A single number is needed: how many lines of the data below contain "clicks".

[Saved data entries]
○ ○ ○ ○ ○
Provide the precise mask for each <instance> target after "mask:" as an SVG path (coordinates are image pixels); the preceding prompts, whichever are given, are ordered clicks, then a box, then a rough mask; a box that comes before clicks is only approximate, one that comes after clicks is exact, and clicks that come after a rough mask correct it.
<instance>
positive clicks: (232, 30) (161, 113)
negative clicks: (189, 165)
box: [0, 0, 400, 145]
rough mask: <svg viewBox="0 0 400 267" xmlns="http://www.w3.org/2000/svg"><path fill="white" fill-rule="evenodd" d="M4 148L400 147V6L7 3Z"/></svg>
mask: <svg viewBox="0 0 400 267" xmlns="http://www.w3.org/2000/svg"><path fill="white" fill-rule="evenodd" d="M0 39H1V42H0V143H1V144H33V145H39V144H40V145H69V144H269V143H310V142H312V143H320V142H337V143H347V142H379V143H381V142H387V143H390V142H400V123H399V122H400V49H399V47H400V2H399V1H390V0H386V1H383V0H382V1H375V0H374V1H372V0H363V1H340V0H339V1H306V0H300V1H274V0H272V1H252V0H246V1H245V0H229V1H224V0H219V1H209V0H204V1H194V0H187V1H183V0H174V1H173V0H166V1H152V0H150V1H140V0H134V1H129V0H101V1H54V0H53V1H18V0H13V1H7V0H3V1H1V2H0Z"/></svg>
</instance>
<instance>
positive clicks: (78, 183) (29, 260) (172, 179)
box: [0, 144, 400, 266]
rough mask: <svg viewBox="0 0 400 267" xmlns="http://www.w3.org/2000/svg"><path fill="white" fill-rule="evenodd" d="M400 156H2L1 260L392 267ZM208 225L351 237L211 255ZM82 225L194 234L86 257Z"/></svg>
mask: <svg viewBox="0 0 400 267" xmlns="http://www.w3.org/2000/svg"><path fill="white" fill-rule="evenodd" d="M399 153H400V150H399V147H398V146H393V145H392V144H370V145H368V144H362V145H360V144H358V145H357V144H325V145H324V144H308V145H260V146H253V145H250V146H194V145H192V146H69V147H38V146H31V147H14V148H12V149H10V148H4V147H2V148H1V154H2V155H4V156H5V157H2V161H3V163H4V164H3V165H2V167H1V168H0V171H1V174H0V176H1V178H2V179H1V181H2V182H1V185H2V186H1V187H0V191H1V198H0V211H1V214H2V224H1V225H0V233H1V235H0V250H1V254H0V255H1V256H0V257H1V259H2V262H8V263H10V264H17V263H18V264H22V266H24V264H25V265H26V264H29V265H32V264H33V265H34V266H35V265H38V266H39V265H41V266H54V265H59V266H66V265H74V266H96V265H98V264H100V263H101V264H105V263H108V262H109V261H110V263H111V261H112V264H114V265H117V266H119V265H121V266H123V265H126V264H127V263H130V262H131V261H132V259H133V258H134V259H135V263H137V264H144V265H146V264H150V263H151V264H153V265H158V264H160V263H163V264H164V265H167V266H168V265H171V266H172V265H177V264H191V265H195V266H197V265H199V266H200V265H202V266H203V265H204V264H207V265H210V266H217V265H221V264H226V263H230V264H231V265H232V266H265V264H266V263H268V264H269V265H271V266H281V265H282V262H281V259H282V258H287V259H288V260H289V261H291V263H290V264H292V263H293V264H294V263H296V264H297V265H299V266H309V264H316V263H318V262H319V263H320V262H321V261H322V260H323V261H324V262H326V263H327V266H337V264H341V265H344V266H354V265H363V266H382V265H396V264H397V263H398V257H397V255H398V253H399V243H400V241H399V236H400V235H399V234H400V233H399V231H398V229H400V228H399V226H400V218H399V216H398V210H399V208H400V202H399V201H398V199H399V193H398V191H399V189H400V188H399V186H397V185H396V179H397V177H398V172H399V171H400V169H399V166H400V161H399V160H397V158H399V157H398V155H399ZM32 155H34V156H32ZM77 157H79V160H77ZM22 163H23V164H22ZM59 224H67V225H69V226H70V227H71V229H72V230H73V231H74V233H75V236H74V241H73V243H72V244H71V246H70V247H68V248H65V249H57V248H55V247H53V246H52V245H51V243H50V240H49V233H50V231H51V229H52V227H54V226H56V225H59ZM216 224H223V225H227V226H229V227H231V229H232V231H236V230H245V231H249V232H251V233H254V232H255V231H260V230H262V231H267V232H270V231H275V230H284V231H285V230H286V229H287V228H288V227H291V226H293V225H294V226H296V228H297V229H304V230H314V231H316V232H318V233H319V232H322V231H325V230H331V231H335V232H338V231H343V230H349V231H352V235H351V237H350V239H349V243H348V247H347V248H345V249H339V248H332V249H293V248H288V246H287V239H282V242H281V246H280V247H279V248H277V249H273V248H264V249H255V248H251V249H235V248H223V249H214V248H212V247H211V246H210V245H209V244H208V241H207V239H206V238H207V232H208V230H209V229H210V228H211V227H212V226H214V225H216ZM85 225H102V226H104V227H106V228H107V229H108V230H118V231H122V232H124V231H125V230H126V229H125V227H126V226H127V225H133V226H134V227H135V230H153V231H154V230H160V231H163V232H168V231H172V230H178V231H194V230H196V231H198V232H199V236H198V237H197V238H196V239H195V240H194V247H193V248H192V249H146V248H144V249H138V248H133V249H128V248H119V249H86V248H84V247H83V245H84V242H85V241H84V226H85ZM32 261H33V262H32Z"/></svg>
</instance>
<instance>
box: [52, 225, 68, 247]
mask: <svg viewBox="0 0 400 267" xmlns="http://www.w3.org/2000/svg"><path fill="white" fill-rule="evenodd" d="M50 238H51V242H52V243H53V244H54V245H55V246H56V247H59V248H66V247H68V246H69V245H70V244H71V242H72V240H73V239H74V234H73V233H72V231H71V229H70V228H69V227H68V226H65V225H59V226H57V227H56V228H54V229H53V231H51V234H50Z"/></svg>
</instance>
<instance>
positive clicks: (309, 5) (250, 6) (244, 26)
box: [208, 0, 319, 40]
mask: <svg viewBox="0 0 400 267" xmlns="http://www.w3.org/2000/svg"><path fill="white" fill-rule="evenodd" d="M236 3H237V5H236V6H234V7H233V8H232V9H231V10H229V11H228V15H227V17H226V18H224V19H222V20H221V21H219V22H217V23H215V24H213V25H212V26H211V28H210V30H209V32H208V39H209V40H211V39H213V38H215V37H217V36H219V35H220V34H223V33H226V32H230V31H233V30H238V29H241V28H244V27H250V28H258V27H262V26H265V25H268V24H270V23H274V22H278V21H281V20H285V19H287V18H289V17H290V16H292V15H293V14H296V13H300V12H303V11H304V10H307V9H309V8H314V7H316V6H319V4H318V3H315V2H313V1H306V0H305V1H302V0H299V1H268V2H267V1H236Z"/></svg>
○ ○ ○ ○ ○
ANSWER: 5